Next, the molecular basis accounting for the experimentally observed DNA target specificity was investigated, in particular the relevance of the residue at position 320 neighboring the catalytic Y324. Theoretical models predicted a preference for isoleucine at position 320 when the target site is loxP. This preference arises from van der Waals contacts between the side chain of I320(A) and the sugar backbone and base T3′(TS), as observed in Cre^wtand RecS3^S320I(FIG. 10C). These interactions diminish when isoleucine is substituted by serine. Nevertheless, the recombination activity of RecS3^S320Idoes not reach the levels of Cre^wt, which may arise from the lack of interactions of I320 with pG2′(TS) and of K201(A) with A4′(TS). Of particular interest is the behavior of Y324(I) of Cre^I320S, which interacts with pC3(BS) and pG4(BS) of loxP (53% and 47% of the MD simulation time, respectively; FIG. 10A) and with pA3(BS) and pG4(BS) of loxSE3(37% and 61% of the MD simulation time, respectively). These interactions in both target sites might further compromise the catalytic activity of these recombinases. Furthermore, residue W315(A), which also supports recombination, does not recognize pT3′(TS) of loxP and pA3′(TS) of loxSE3. For RecS3, residue S320(A) establishes an H-bond with pC2′(TS) in loxSE3, as it is observed in Cre^I320S. In contrast, such interactions are not observed in the RecS3^S320I/loxSE3 complex.
The fact that several catalytic residues (i.e. H289, W315, Y324) and some of the mutations introduced in RecS3 with respect to Cre^wt(i.e. 1316T, T317N, S320I, Y323N) are contained in the helices K, L and M of the recombinase, and that the recognition of these regions by the DNA could perhaps account for the predicted displacement of Y324 in the studied systems, led to an investigation of potential conformational alterations in these regions. Calculated RMSD_Cα values from average MD structures showed negligible conformational changes. However, residues Y324 (I) and 1325 (I) of RecS3 exhibited the highest RMSD_Cα values when complexed to loxP, indicating their displacement in comparison to Cre/loxP (FIG. 11 ).
The high-throughput approach described herein allows for profiling recombinase activity of target libraries with matching mutant spacers. Because each target in the library is predetermined and not randomized, it is possible to systematically isolate and compare sequence-based features of the spacer region to the overall effect on recombination, all while maintaining symmetry of the target sites. Although the library used only covers a portion of all possible combinations in the spacer sequence (6,000 of the 65,536 (48) possibilities), a solid basis was built to profile the influence of the spacer sequence on recombination activity. The data generated can be useful to train deep learning models with the aim of predicting spacer sequence preferences for SSRs (Schmitt et al., 2022). Screening the activity of Cre revealed that spacer homology and sequence identity to loxP generally indicate efficient recombination, although certain base changes can overcome this rule, suggesting that Cre recombination is more dependent on spacer sequence than previously thought (Lee et al., 2003; Sheren et al., 2007; Lee and Saito, 1998).

§ **Your objective**: Copy the recombinase text between "The fact that" and "(FIG. 11 ).", inclusive, replacing "conformational" with "structural".

§ **Data shown**:
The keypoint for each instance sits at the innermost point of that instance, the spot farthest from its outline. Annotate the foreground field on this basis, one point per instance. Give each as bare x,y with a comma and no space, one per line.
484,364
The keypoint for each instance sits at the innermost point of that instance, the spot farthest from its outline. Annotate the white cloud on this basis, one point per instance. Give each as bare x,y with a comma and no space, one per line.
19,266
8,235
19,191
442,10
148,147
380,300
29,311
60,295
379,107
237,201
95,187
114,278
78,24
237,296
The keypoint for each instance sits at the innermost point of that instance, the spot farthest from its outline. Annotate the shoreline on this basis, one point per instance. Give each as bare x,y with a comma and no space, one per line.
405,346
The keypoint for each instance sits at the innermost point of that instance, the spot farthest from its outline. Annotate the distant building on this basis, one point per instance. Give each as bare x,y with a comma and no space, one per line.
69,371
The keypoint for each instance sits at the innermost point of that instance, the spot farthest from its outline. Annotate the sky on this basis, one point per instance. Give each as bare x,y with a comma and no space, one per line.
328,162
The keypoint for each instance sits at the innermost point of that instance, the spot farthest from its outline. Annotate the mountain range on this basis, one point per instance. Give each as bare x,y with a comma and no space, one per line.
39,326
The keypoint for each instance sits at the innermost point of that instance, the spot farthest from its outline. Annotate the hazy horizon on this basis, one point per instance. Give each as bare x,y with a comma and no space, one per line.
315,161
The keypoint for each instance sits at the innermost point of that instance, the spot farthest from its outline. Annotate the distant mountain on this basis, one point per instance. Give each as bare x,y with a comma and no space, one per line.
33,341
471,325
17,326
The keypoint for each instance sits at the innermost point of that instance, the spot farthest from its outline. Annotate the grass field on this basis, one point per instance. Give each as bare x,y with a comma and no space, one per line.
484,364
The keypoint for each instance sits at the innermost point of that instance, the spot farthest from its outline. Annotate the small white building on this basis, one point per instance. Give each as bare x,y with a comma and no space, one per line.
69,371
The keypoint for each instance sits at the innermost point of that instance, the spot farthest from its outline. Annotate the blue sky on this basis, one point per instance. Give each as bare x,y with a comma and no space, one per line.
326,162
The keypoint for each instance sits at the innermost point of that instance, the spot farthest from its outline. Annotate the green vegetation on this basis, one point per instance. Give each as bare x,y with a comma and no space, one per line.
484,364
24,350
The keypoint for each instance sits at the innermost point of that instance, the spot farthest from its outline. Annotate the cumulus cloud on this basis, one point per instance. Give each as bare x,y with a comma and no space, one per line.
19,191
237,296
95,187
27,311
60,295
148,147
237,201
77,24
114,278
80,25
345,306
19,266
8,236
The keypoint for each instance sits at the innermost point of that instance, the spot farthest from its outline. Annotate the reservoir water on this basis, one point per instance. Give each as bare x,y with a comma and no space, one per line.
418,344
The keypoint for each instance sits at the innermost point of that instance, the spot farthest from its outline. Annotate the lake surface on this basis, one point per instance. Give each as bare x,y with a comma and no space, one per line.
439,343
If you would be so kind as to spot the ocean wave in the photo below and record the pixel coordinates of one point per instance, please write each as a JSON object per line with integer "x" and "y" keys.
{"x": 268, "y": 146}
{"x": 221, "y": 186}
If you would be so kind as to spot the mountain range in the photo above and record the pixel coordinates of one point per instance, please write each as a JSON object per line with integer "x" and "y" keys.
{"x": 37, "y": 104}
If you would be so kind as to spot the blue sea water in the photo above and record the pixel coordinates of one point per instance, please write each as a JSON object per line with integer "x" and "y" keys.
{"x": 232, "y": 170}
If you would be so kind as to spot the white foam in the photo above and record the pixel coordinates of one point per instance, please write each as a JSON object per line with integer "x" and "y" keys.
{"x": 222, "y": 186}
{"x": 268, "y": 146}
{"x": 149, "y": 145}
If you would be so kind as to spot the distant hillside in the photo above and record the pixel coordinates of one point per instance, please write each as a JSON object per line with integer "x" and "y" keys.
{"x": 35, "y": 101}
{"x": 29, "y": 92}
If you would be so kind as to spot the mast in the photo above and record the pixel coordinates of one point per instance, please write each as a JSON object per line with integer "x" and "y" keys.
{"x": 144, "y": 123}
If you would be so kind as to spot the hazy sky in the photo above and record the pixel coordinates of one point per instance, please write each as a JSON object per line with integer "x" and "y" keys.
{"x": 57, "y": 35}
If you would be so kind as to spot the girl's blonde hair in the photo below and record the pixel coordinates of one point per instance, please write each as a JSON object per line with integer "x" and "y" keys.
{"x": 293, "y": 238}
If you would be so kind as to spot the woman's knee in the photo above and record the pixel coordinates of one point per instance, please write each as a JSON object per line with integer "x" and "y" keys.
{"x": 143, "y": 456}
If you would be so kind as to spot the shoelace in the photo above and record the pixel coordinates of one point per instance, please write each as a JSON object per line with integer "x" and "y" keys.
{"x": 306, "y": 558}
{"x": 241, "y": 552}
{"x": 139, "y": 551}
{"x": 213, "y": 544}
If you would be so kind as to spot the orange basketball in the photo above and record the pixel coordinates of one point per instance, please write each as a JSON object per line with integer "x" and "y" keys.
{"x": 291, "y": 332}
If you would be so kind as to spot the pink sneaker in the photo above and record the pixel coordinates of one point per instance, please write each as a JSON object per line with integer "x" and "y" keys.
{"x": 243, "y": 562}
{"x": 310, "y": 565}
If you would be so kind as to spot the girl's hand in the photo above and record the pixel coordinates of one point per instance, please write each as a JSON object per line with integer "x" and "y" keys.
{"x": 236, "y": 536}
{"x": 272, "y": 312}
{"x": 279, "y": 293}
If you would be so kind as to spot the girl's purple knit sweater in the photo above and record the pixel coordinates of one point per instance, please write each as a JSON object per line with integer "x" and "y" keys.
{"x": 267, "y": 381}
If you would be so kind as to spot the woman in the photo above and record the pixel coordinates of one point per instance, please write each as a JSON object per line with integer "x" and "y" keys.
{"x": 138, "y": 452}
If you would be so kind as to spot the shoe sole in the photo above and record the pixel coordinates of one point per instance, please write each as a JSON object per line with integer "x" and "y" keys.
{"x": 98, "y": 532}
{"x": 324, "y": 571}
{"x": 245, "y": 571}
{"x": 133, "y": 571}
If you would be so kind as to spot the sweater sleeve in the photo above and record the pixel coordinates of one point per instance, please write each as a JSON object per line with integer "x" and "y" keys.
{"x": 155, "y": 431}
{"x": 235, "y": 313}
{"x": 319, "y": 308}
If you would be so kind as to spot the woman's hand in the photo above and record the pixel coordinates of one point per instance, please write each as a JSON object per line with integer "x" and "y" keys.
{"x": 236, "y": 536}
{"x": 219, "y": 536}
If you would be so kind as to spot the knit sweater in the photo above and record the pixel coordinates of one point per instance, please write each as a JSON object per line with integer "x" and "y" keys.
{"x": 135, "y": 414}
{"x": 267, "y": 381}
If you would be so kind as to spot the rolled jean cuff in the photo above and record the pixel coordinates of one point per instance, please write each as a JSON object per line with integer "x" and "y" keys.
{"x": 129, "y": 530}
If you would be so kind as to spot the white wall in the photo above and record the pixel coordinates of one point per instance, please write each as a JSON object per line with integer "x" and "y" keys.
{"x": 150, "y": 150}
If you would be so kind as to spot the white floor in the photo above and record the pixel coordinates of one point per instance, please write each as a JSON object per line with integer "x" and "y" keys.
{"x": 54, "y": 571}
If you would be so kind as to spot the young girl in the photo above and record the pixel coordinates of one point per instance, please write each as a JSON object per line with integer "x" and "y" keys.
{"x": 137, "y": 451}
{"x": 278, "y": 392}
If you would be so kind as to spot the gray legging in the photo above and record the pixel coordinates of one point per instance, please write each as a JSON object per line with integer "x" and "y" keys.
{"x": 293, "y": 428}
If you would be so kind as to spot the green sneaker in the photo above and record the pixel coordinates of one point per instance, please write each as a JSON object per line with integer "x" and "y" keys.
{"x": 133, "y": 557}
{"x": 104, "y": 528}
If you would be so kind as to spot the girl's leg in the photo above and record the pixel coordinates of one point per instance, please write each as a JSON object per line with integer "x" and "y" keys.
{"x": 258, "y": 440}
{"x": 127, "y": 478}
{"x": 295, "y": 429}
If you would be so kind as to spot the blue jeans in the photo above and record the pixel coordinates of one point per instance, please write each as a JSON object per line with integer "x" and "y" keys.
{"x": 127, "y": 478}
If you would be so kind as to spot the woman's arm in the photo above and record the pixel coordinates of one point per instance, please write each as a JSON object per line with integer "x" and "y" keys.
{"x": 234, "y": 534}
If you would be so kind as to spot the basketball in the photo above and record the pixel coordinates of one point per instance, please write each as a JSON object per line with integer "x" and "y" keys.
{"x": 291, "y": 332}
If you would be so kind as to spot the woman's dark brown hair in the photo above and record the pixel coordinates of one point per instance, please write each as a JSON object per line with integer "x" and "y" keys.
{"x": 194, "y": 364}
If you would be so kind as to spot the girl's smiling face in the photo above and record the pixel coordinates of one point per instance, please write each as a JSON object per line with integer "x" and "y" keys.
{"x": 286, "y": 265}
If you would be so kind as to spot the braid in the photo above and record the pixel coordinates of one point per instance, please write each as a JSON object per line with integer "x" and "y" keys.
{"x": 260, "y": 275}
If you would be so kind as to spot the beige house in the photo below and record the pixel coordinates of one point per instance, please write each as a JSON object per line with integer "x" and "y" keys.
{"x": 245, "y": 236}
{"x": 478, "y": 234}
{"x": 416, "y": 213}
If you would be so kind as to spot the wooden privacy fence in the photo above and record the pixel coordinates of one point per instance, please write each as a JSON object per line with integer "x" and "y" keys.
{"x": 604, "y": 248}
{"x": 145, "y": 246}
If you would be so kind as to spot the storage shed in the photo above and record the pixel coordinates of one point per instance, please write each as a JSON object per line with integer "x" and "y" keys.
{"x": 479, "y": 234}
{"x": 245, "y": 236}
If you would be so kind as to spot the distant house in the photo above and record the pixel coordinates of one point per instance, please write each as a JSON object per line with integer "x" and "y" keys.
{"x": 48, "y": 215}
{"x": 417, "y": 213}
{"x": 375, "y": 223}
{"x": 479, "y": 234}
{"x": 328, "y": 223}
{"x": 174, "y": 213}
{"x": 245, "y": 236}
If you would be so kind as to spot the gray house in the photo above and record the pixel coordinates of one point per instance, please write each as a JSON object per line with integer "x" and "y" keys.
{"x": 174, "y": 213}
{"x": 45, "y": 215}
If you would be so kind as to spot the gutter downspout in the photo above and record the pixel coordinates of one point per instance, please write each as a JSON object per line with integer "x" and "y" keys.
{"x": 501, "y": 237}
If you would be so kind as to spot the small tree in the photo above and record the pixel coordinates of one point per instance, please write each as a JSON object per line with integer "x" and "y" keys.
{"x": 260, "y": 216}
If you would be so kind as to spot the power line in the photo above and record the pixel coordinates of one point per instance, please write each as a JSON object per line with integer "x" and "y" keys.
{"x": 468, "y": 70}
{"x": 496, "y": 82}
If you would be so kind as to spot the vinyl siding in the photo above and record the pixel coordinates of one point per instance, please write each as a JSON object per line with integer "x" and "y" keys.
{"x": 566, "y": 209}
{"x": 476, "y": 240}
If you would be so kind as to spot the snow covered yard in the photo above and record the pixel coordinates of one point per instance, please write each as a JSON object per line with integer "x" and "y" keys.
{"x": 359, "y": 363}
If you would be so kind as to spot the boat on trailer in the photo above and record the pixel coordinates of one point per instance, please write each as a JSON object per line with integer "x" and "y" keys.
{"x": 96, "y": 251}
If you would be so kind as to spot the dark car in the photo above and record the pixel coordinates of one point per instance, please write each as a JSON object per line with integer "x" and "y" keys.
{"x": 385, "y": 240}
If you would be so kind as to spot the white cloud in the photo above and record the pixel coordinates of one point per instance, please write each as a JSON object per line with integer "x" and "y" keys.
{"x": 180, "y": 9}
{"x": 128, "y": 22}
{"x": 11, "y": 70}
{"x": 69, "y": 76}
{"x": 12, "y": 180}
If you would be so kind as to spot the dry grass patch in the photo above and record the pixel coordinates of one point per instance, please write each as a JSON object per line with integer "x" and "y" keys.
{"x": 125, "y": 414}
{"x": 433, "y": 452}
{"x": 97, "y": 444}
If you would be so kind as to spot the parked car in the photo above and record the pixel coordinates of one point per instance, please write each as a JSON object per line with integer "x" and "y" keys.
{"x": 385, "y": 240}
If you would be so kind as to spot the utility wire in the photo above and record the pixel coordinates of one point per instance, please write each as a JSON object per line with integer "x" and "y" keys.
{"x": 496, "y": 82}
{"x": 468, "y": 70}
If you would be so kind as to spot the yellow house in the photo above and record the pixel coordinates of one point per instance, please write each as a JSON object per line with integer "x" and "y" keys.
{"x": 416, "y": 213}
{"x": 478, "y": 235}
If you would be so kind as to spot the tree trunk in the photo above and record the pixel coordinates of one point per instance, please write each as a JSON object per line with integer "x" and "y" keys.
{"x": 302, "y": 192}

§ **Solution for this exercise**:
The fact that several catalytic residues (i.e. H289, W315, Y324) and some of the mutations introduced in RecS3 with respect to Cre^wt(i.e. 1316T, T317N, S320I, Y323N) are contained in the helices K, L and M of the recombinase, and that the recognition of these regions by the DNA could perhaps account for the predicted displacement of Y324 in the studied systems, led to an investigation of potential structural alterations in these regions. Calculated RMSD_Cα values from average MD structures showed negligible structural changes. However, residues Y324 (I) and 1325 (I) of RecS3 exhibited the highest RMSD_Cα values when complexed to loxP, indicating their displacement in comparison to Cre/loxP (FIG. 11 ).